Your task: Please copy every one of the rows below word for word, leaving each line unchanged.

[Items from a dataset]
□ □ □ □
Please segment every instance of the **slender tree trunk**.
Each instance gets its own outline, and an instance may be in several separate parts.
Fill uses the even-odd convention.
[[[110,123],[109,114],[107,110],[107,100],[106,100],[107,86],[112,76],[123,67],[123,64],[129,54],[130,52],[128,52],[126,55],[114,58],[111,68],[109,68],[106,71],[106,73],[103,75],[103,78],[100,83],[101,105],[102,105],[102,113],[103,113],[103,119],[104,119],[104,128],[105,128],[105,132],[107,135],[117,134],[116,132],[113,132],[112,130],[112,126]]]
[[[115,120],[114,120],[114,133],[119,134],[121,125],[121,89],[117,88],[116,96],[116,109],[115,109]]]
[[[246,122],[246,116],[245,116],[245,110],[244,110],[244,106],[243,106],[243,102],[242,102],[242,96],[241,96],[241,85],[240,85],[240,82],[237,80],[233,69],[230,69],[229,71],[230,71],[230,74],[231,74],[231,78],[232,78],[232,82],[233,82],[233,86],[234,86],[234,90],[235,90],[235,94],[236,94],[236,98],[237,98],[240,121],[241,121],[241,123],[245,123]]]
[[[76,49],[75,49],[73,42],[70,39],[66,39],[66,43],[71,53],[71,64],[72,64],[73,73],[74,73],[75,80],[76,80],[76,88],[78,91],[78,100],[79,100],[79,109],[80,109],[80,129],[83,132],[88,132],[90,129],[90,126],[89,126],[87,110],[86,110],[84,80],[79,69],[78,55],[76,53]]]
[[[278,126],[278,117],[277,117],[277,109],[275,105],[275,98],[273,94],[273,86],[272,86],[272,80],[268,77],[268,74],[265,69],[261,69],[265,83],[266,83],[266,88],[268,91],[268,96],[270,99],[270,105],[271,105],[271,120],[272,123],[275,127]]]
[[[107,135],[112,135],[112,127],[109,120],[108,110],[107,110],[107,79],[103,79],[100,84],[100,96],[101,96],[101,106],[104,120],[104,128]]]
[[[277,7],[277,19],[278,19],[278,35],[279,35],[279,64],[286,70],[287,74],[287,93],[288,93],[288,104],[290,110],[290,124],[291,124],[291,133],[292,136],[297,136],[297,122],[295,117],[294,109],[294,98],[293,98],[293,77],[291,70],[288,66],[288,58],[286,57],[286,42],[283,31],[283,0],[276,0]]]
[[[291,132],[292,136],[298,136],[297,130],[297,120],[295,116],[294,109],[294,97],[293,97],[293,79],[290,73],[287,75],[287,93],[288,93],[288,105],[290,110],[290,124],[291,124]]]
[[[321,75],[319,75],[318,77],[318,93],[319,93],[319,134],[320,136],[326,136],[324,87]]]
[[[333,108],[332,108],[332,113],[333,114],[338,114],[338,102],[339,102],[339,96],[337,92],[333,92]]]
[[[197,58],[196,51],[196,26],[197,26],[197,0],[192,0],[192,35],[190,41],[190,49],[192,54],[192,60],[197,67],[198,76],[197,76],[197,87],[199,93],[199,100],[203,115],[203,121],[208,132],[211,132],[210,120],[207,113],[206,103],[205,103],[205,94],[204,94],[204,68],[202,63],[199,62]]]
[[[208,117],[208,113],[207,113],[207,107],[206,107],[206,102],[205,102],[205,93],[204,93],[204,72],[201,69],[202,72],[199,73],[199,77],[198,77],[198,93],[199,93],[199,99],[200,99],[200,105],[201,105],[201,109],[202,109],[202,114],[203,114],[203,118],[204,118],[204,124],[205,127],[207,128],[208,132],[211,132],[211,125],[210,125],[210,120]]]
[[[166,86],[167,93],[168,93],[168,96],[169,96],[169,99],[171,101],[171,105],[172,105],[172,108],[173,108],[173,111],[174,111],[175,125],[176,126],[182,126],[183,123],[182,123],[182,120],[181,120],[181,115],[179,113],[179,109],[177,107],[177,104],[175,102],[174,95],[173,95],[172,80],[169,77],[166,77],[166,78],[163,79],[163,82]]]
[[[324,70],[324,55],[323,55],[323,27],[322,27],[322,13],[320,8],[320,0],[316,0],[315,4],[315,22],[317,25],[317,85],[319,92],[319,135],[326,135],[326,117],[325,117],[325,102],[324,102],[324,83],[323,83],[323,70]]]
□ □ □ □
The output:
Please segment every instance of the **slender tree trunk**.
Each instance gets its own outline, and an instance may be in several separate parts.
Fill uses the even-odd convention.
[[[110,123],[109,114],[107,110],[107,100],[106,100],[107,86],[112,76],[123,67],[123,64],[129,54],[130,52],[128,52],[126,55],[114,58],[111,68],[109,68],[106,71],[106,73],[103,75],[103,78],[100,83],[101,105],[102,105],[102,113],[103,113],[103,119],[104,119],[104,128],[105,128],[105,132],[107,135],[117,134],[116,132],[113,132],[112,130],[112,126]]]
[[[115,120],[114,120],[114,133],[119,134],[121,125],[121,89],[117,88],[116,96],[116,109],[115,109]]]
[[[246,122],[246,116],[245,116],[245,110],[244,110],[244,106],[243,106],[243,102],[242,102],[242,96],[241,96],[241,85],[240,85],[240,82],[237,80],[233,69],[230,69],[229,71],[230,71],[230,74],[231,74],[231,78],[232,78],[232,82],[233,82],[233,86],[234,86],[234,90],[235,90],[235,94],[236,94],[236,98],[237,98],[240,121],[241,121],[241,123],[245,123]]]
[[[76,49],[75,49],[73,42],[70,39],[66,39],[66,43],[71,53],[71,64],[72,64],[73,73],[74,73],[75,80],[76,80],[76,88],[78,91],[78,100],[79,100],[79,109],[80,109],[80,129],[83,132],[88,132],[90,129],[90,126],[89,126],[87,110],[86,110],[84,80],[79,69],[78,55],[76,53]]]
[[[278,126],[278,117],[277,117],[277,109],[275,105],[275,98],[273,94],[273,86],[272,86],[272,80],[268,77],[268,74],[265,69],[261,69],[265,83],[266,83],[266,88],[268,91],[268,96],[270,99],[270,105],[271,105],[271,120],[272,123],[275,127]]]
[[[107,135],[112,135],[112,127],[109,120],[108,110],[107,110],[107,79],[103,79],[100,84],[100,96],[101,96],[101,106],[104,120],[104,128]]]
[[[277,7],[277,19],[278,19],[278,35],[279,35],[279,64],[286,70],[287,74],[287,93],[288,93],[288,104],[290,110],[290,124],[291,124],[291,133],[292,136],[297,136],[297,122],[295,117],[294,109],[294,98],[293,98],[293,77],[291,70],[288,66],[288,58],[286,57],[286,42],[283,31],[283,0],[276,0]]]
[[[291,132],[292,136],[298,136],[297,130],[297,120],[295,116],[294,109],[294,97],[293,97],[293,79],[290,73],[287,75],[287,93],[288,93],[288,105],[290,110],[290,124],[291,124]]]
[[[321,75],[319,75],[318,77],[318,93],[319,93],[319,134],[320,136],[326,136],[324,87]]]
[[[333,108],[332,108],[332,113],[333,114],[338,114],[338,102],[339,102],[339,96],[337,92],[333,92]]]
[[[197,58],[196,51],[196,26],[197,26],[197,0],[192,0],[192,35],[190,41],[190,49],[192,54],[192,60],[197,67],[198,76],[197,76],[197,87],[199,93],[199,100],[203,115],[203,121],[208,132],[211,132],[210,120],[207,113],[206,103],[205,103],[205,94],[204,94],[204,68],[202,63],[199,62]]]
[[[208,117],[208,113],[207,113],[207,107],[206,107],[206,102],[205,102],[205,93],[204,93],[204,72],[201,69],[202,72],[199,73],[199,77],[198,77],[198,93],[199,93],[199,99],[200,99],[200,105],[201,105],[201,109],[202,109],[202,114],[203,114],[203,118],[204,118],[204,124],[205,127],[207,128],[208,132],[211,132],[211,125],[210,125],[210,120]]]
[[[166,86],[167,93],[168,93],[168,96],[169,96],[169,99],[171,101],[171,105],[172,105],[172,108],[173,108],[173,111],[174,111],[175,125],[176,126],[182,126],[183,123],[182,123],[182,120],[181,120],[181,115],[179,113],[179,109],[177,107],[177,104],[175,102],[174,95],[173,95],[172,80],[169,77],[166,77],[166,78],[163,79],[163,82]]]
[[[324,70],[324,55],[323,55],[323,27],[322,27],[322,13],[320,8],[320,0],[316,0],[315,4],[315,22],[317,25],[317,85],[319,92],[319,135],[326,135],[326,117],[325,117],[325,102],[324,102],[324,83],[323,83],[323,70]]]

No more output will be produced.